◆ What is expected:
Copy the line with "Each instance of the car" and all lines following it through the last line of the entries, exactly as written.

━━━━━━━━━━

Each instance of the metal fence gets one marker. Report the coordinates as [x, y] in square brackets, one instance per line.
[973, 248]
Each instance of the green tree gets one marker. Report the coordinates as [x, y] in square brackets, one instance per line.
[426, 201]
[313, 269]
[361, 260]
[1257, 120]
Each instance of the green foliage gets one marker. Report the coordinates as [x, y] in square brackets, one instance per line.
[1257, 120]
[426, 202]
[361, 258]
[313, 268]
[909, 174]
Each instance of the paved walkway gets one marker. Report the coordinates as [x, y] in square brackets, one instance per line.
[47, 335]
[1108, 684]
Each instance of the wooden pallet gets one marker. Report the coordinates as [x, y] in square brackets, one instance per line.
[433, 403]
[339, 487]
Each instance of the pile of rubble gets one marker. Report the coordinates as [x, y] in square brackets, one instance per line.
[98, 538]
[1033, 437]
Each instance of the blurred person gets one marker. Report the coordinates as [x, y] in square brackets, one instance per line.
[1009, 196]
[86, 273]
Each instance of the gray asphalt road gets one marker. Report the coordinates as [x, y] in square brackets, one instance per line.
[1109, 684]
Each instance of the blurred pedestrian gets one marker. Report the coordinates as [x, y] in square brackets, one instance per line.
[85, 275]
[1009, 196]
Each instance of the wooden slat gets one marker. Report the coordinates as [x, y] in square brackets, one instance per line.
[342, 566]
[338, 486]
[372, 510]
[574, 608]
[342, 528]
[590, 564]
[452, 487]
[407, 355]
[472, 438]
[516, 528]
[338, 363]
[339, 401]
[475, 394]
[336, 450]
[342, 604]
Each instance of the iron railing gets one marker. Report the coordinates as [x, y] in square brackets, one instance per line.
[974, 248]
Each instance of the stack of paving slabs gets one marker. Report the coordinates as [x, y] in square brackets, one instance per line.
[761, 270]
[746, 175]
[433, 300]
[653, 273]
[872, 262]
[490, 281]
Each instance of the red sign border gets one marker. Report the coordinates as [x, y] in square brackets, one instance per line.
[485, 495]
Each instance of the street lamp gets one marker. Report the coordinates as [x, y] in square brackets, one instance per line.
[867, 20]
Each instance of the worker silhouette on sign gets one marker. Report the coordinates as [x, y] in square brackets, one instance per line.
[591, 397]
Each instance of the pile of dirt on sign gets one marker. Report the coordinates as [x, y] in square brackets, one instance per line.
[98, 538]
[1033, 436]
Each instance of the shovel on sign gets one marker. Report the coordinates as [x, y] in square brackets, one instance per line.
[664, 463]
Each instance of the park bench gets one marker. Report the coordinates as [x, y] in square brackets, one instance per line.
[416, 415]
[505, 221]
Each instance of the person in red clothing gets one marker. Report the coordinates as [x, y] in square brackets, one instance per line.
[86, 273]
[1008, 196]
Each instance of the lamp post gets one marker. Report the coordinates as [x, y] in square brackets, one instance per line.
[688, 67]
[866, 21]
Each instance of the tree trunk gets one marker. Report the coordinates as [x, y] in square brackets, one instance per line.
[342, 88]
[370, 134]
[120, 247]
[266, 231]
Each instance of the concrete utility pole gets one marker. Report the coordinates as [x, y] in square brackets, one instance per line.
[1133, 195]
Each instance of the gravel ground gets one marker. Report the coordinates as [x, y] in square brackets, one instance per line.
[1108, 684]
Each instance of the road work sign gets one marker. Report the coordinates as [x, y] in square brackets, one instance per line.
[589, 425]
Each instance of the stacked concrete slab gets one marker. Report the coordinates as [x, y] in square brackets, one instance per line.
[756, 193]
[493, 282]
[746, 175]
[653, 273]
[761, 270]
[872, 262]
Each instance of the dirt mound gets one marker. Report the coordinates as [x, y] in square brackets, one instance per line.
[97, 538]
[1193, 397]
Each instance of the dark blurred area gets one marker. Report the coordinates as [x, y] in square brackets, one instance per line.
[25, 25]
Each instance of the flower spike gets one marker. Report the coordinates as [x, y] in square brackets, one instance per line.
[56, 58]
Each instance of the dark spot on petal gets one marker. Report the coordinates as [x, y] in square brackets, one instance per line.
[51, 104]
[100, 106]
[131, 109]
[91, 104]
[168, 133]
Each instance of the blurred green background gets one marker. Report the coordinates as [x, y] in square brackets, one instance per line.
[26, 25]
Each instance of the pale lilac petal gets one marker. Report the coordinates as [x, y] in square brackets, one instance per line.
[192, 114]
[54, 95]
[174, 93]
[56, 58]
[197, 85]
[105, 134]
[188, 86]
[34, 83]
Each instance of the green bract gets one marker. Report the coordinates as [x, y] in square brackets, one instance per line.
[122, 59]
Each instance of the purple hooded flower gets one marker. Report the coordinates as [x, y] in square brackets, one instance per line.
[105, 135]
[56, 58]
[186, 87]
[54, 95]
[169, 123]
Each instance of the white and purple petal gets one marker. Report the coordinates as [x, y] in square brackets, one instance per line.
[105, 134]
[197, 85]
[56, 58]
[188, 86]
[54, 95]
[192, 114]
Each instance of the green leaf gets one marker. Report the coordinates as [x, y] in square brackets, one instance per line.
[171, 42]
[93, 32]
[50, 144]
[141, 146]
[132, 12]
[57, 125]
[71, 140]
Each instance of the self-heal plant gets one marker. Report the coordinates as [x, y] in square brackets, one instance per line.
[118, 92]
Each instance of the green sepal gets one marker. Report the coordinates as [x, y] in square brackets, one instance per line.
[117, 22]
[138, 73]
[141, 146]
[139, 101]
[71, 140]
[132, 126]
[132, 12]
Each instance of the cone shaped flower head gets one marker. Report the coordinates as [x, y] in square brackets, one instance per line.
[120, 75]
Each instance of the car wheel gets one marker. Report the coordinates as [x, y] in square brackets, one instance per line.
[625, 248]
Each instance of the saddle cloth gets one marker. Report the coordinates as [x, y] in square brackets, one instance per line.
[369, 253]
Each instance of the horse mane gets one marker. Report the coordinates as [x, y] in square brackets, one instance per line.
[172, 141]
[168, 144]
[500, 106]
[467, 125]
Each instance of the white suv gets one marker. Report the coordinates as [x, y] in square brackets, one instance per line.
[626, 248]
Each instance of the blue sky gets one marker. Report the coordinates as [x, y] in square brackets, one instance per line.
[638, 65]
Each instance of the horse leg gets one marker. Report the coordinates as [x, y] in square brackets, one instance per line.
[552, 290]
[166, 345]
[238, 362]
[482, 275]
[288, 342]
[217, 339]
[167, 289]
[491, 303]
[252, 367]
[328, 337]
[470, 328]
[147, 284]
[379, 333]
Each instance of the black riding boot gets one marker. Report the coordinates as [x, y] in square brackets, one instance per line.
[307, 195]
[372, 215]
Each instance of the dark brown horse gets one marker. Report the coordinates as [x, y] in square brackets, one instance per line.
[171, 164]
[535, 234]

━━━━━━━━━━

◆ Task response:
Each instance of the car wheel gets one marker. Report the coordinates as [x, y] in square brackets, one instance per line.
[625, 248]
Each instance of the saddle cloth gets one marker. Report the coordinates as [x, y] in square brackets, one instance per line.
[369, 253]
Each instance of the horse mane gets one marker. Report the coordinates as [x, y] in square brackets, one instance per line.
[172, 141]
[168, 144]
[500, 106]
[467, 125]
Each instance of the white suv gets one marker. Report the coordinates as [x, y] in square brackets, one instance per line.
[626, 248]
Each instance of the blue sky gets one marker. Report the coordinates as [x, y] in square brackets, one instance per line.
[638, 65]
Each instance of the horse leg gets one marker. Report the coordinates as [x, y] in square brackets, one instance per line.
[552, 290]
[166, 345]
[238, 362]
[482, 275]
[288, 342]
[217, 339]
[167, 289]
[491, 303]
[252, 367]
[328, 337]
[470, 328]
[147, 284]
[379, 333]
Each instance of the black riding boot gets one marker. Report the coordinates as [x, y] in square brackets, one instance per line.
[307, 195]
[372, 215]
Each instance of the dark brown horse gets one marker. Report the coordinates as [x, y] in square brackets, one instance per line.
[171, 164]
[535, 234]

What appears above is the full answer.